▶ **Prompt**
Copy all records verbatim.

▶ **Raw data**
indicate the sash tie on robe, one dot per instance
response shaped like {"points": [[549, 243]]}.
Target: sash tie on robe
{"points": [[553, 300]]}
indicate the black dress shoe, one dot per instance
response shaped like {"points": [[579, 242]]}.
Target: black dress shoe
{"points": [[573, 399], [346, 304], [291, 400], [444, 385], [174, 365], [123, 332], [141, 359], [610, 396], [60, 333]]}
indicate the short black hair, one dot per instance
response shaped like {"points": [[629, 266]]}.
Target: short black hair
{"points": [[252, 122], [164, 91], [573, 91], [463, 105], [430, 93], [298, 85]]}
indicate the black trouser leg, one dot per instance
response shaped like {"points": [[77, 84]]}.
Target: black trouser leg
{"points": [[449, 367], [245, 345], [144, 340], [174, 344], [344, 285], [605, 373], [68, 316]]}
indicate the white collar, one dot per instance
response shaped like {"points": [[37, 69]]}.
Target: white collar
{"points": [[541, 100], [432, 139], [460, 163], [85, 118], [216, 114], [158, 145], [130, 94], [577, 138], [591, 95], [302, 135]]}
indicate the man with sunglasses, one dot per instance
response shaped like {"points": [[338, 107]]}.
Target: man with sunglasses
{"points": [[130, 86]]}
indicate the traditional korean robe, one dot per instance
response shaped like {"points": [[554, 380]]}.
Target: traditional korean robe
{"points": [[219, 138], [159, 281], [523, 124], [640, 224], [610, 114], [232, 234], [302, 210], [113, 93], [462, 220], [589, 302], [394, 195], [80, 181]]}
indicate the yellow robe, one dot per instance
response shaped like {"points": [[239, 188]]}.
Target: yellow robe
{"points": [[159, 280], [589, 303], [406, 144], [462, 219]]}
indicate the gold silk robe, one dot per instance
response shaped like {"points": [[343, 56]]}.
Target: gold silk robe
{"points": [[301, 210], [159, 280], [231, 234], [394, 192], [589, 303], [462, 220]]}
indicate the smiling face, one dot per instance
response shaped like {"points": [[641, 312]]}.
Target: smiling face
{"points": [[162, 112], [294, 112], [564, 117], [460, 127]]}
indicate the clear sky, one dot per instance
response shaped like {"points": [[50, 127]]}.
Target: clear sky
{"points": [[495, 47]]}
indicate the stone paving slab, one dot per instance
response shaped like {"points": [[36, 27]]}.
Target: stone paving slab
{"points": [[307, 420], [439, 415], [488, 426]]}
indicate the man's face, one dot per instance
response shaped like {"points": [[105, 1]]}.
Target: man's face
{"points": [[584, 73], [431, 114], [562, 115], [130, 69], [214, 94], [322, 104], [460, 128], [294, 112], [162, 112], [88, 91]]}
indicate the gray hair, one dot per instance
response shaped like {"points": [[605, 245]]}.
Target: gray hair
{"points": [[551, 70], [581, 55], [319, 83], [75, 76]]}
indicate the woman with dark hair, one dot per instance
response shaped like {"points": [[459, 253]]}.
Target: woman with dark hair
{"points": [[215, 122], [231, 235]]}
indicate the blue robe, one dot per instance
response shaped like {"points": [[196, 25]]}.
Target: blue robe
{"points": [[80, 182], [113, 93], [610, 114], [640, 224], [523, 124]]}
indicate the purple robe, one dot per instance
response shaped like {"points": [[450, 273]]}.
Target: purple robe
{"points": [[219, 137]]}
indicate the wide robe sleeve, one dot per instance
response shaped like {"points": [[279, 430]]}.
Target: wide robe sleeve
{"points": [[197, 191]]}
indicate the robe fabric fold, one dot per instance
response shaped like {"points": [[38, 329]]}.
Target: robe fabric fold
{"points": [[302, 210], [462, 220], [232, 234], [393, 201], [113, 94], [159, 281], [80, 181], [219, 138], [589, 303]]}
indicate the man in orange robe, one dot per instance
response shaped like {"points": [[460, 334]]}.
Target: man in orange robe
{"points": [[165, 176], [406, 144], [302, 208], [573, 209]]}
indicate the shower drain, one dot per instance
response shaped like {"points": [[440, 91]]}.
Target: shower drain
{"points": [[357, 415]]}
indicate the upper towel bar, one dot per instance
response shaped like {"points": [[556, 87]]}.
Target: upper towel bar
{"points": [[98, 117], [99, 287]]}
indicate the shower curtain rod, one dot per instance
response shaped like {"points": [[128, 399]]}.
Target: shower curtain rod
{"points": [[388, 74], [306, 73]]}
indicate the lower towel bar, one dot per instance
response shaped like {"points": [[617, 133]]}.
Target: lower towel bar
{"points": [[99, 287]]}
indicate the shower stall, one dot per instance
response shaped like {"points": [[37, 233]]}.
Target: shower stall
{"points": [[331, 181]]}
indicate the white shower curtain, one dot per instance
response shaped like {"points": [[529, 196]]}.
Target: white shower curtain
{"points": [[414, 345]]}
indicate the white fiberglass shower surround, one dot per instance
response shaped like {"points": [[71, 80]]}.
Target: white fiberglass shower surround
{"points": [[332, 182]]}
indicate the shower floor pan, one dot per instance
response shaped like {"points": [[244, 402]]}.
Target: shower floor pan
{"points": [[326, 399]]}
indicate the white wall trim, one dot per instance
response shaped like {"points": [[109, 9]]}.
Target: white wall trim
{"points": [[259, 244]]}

▶ **Written solution**
indicate the sash tie on robe, one dot per instance
response shaped like {"points": [[549, 243]]}.
Target: sash tie on robe
{"points": [[553, 300]]}
indicate the black dress shoe, one dot per instance
response shaped like {"points": [[579, 242]]}.
Target: black dress shoe
{"points": [[573, 399], [346, 304], [291, 400], [444, 385], [174, 365], [123, 332], [141, 359], [610, 396], [60, 333]]}
indicate the short black hair, one dot per instance
response shaped like {"points": [[629, 266]]}.
Target: short black hair
{"points": [[252, 122], [164, 91], [573, 91], [463, 105], [430, 93], [298, 85]]}
indicate the black trouser leg, one dot per instance
response shaped like {"points": [[77, 84]]}.
Target: black trouser leg
{"points": [[449, 367], [245, 345], [144, 340], [174, 344], [344, 285], [605, 373], [68, 316]]}
indicate the white collar, one dot per instance
response shaped like {"points": [[37, 69]]}.
Target: white collar
{"points": [[541, 100], [432, 139], [460, 163], [85, 118], [216, 114], [158, 145], [130, 94], [577, 138], [591, 95], [302, 135]]}
indicate the man with sunglasses, one dot per instance
response shaped like {"points": [[338, 107]]}.
Target: man with sunglasses
{"points": [[130, 86]]}
indicate the traditional korean robe, one dot per instance
response shaped like {"points": [[554, 380]]}.
Target: traditional korean robe
{"points": [[219, 138], [159, 281], [523, 124], [640, 224], [610, 114], [232, 234], [302, 210], [113, 93], [462, 220], [589, 302], [394, 195], [80, 181]]}
indicate the yellow robe, one dot per instance
response shaped like {"points": [[239, 188]]}.
Target: yellow robe
{"points": [[159, 280], [589, 303], [406, 144], [462, 219]]}
indicate the gold silk robe, one dot per instance
response shaped like {"points": [[343, 56]]}.
Target: gold silk robe
{"points": [[301, 210], [159, 280], [231, 234], [394, 192], [589, 303], [462, 220]]}
indicate the smiling face, one dot per instance
response shaped like {"points": [[641, 312]]}.
Target: smiling face
{"points": [[162, 112], [294, 112], [564, 117], [460, 127]]}
indicate the clear sky, one dot per instance
response shaped like {"points": [[50, 127]]}.
Target: clear sky
{"points": [[495, 47]]}
indicate the stone paving slab, one dot per instance
response shaped like {"points": [[36, 27]]}.
Target: stone paving slab
{"points": [[307, 420], [439, 415], [488, 426]]}
indicate the man's face, one dot per instance
response shaped like {"points": [[105, 1]]}.
Target: man's face
{"points": [[584, 73], [431, 114], [562, 115], [130, 69], [214, 94], [322, 104], [460, 128], [294, 112], [162, 112], [88, 91]]}
indicate the gray hair, one dot per instance
response shaped like {"points": [[605, 245]]}.
Target: gray hair
{"points": [[551, 70], [581, 55], [319, 83], [75, 76]]}
indicate the woman with dark hair, one dot per instance
response shaped like {"points": [[459, 253]]}.
Target: woman with dark hair
{"points": [[215, 122], [231, 235]]}
indicate the blue robe, one dot per instance
response shaped like {"points": [[196, 25]]}.
Target: blue robe
{"points": [[80, 182], [113, 93], [610, 114], [640, 224], [523, 124]]}
indicate the purple robe, one dot per instance
response shaped like {"points": [[450, 273]]}.
Target: purple robe
{"points": [[219, 137]]}
indicate the wide robe sleeve, one dot per instance
response shaped like {"points": [[279, 430]]}.
Target: wide robe sleeve
{"points": [[197, 191]]}
indicate the robe fabric fold, one dot per instance
response shaped like {"points": [[38, 329]]}.
Target: robe fabric fold
{"points": [[302, 210], [462, 220], [232, 234], [393, 201], [113, 94], [159, 281], [80, 181], [219, 138], [589, 303]]}
indicate the man in orange robe, one dot per instance
response shaped like {"points": [[460, 334]]}.
Target: man in orange robe
{"points": [[165, 176], [406, 144], [302, 208], [573, 209]]}
indicate the shower drain, one dot per instance
response shaped like {"points": [[440, 91]]}.
Target: shower drain
{"points": [[357, 415]]}
indicate the upper towel bar, one dot per instance
response shaped like {"points": [[556, 87]]}.
Target: upper towel bar
{"points": [[98, 117], [99, 287]]}
indicate the shower curtain rod, one dot per instance
response shaped like {"points": [[128, 399]]}.
Target: shower curtain rod
{"points": [[388, 74], [306, 73]]}
indicate the lower towel bar, one dot per instance
response shaped like {"points": [[617, 133]]}.
Target: lower towel bar
{"points": [[99, 287]]}
indicate the shower stall, one dot per instance
response shaped like {"points": [[37, 233]]}.
Target: shower stall
{"points": [[331, 181]]}
indicate the white shower curtain, one dot per instance
response shaped like {"points": [[529, 196]]}.
Target: white shower curtain
{"points": [[414, 345]]}
indicate the white fiberglass shower surround, one dot per instance
response shaped like {"points": [[71, 80]]}.
Target: white fiberglass shower surround
{"points": [[332, 182]]}
indicate the shower floor pan, one dot per instance
response shaped like {"points": [[244, 402]]}.
Target: shower floor pan
{"points": [[326, 399]]}
indicate the white wall trim, one dot per instance
response shaped like {"points": [[109, 9]]}.
Target: white wall trim
{"points": [[259, 244]]}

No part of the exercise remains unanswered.